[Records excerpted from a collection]
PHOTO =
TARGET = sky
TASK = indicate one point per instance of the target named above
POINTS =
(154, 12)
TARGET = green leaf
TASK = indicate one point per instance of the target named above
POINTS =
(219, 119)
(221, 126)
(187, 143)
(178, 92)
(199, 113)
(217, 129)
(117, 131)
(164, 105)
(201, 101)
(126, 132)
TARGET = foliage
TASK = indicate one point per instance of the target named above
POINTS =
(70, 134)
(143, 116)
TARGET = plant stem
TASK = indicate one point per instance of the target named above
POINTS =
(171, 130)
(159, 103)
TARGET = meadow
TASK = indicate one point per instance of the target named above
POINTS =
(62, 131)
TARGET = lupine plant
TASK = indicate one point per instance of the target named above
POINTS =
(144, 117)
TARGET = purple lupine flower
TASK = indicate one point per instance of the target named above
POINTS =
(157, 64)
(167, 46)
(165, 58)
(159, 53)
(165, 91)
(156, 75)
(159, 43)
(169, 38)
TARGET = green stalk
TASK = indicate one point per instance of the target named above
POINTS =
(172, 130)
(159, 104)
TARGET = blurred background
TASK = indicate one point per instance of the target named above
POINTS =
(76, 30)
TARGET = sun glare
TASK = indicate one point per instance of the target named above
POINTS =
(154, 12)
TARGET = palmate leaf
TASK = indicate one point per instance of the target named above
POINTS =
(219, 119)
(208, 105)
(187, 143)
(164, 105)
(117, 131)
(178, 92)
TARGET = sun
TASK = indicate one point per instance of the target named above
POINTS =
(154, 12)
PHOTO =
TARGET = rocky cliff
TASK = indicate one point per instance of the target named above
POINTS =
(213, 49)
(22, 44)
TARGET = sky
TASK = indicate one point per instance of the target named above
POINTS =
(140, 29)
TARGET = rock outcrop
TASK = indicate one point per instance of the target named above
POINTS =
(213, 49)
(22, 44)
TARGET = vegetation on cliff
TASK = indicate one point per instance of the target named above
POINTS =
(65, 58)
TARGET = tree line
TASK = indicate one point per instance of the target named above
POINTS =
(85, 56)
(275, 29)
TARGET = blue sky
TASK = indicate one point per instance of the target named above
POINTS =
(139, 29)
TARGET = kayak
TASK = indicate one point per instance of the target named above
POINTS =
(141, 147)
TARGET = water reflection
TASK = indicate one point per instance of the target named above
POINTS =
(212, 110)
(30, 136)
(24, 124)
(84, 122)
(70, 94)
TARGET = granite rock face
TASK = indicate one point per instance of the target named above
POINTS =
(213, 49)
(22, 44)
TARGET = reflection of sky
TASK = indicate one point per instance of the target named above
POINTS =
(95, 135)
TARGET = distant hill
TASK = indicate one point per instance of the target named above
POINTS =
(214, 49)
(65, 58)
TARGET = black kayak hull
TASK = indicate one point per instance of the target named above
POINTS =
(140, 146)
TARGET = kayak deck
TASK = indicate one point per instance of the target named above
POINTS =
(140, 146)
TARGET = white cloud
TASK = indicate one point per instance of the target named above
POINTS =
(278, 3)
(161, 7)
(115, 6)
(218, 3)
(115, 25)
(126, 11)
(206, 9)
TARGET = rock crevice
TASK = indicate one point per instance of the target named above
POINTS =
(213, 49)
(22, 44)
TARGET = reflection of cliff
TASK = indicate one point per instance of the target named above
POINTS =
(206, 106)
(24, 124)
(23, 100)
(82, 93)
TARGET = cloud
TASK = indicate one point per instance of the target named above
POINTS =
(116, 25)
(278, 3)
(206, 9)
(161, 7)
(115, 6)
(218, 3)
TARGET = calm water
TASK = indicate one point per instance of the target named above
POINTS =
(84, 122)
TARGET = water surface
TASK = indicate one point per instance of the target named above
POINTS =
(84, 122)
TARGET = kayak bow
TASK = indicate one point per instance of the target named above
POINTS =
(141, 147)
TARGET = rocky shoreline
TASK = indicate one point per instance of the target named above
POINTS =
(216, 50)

→ Instructions for the task
Recast all of the material above as a JSON list of strings, with one string for each line and blank lines omitted.

→ Result of the exercise
[
  "PHOTO =",
  "TARGET = sky",
  "TASK = indicate one point per instance of the target named above",
  "POINTS =",
  "(154, 12)",
  "TARGET = green leaf",
  "TASK = indicate one point per instance of the target named above",
  "POINTS =",
  "(219, 119)",
  "(221, 126)",
  "(187, 143)",
  "(178, 92)",
  "(199, 113)",
  "(217, 129)",
  "(117, 131)",
  "(164, 105)",
  "(201, 101)",
  "(126, 132)",
  "TARGET = foliage",
  "TASK = indicate one point per instance of the target named above",
  "POINTS =",
  "(70, 134)",
  "(143, 116)",
  "TARGET = plant stem",
  "TASK = indicate one point per instance of the target named above",
  "POINTS =",
  "(171, 130)",
  "(159, 103)",
  "TARGET = meadow",
  "TASK = indicate one point per instance of the target named above",
  "POINTS =",
  "(62, 131)",
  "TARGET = lupine plant",
  "TASK = indicate one point per instance of the target named above",
  "POINTS =",
  "(144, 117)",
  "TARGET = purple lupine flower",
  "TASK = indicate one point per instance of the target named above",
  "POINTS =",
  "(157, 64)",
  "(167, 46)",
  "(165, 58)",
  "(159, 53)",
  "(165, 91)",
  "(156, 75)",
  "(159, 43)",
  "(169, 38)",
  "TARGET = green stalk",
  "TASK = indicate one point per instance of the target named above",
  "POINTS =",
  "(172, 130)",
  "(159, 104)",
  "TARGET = blurred background",
  "TASK = indicate one point per instance of the target named above",
  "POINTS =",
  "(76, 30)",
  "TARGET = sun glare",
  "TASK = indicate one point per instance of the target named above",
  "POINTS =",
  "(154, 12)",
  "TARGET = palmate leaf",
  "TASK = indicate one point per instance of the target named above",
  "POINTS =",
  "(219, 119)",
  "(208, 105)",
  "(187, 143)",
  "(164, 105)",
  "(117, 131)",
  "(178, 92)",
  "TARGET = sun",
  "TASK = indicate one point per instance of the target named above",
  "POINTS =",
  "(154, 12)",
  "PHOTO =",
  "TARGET = rocky cliff",
  "TASK = indicate one point per instance of the target named above",
  "POINTS =",
  "(213, 49)",
  "(22, 44)",
  "TARGET = sky",
  "TASK = indicate one point per instance of the target named above",
  "POINTS =",
  "(140, 29)",
  "TARGET = rock outcrop",
  "TASK = indicate one point per instance of the target named above",
  "POINTS =",
  "(213, 49)",
  "(22, 44)",
  "TARGET = vegetation on cliff",
  "TASK = indicate one point per instance of the target named above",
  "POINTS =",
  "(65, 58)",
  "TARGET = tree line",
  "TASK = indicate one point per instance of the target named above",
  "POINTS =",
  "(85, 56)",
  "(275, 29)",
  "TARGET = blue sky",
  "TASK = indicate one point per instance of the target named above",
  "POINTS =",
  "(139, 29)",
  "TARGET = kayak",
  "TASK = indicate one point per instance of the target named above",
  "POINTS =",
  "(141, 147)",
  "TARGET = water reflection",
  "TASK = indicate one point per instance of the target named above",
  "POINTS =",
  "(212, 110)",
  "(30, 136)",
  "(24, 124)",
  "(84, 122)",
  "(70, 94)",
  "TARGET = granite rock face",
  "TASK = indicate one point per instance of the target named above",
  "POINTS =",
  "(213, 49)",
  "(22, 44)",
  "TARGET = reflection of sky",
  "TASK = indicate one point per instance of the target named above",
  "POINTS =",
  "(95, 135)",
  "TARGET = distant hill",
  "TASK = indicate one point per instance of the target named above",
  "POINTS =",
  "(214, 49)",
  "(65, 58)",
  "TARGET = black kayak hull",
  "TASK = indicate one point per instance of the target named above",
  "POINTS =",
  "(140, 146)",
  "TARGET = kayak deck",
  "TASK = indicate one point per instance of the target named above",
  "POINTS =",
  "(140, 146)",
  "TARGET = white cloud",
  "TASK = indicate one point per instance of the target named above",
  "POINTS =",
  "(278, 3)",
  "(161, 7)",
  "(115, 6)",
  "(218, 3)",
  "(115, 25)",
  "(126, 11)",
  "(206, 9)",
  "TARGET = rock crevice",
  "TASK = indicate one point per instance of the target named above",
  "POINTS =",
  "(213, 49)",
  "(22, 44)",
  "TARGET = reflection of cliff",
  "TASK = indicate one point per instance of the target named above",
  "POINTS =",
  "(206, 106)",
  "(24, 124)",
  "(23, 100)",
  "(82, 93)",
  "TARGET = cloud",
  "TASK = indicate one point per instance of the target named above",
  "POINTS =",
  "(116, 25)",
  "(278, 3)",
  "(206, 9)",
  "(161, 7)",
  "(115, 6)",
  "(218, 3)",
  "TARGET = calm water",
  "TASK = indicate one point per instance of the target named above",
  "POINTS =",
  "(84, 122)",
  "TARGET = water surface",
  "TASK = indicate one point per instance of the target named above",
  "POINTS =",
  "(84, 122)",
  "TARGET = kayak bow",
  "TASK = indicate one point per instance of the target named above",
  "POINTS =",
  "(141, 147)",
  "TARGET = rocky shoreline",
  "TASK = indicate one point per instance of the target named above",
  "POINTS =",
  "(216, 50)"
]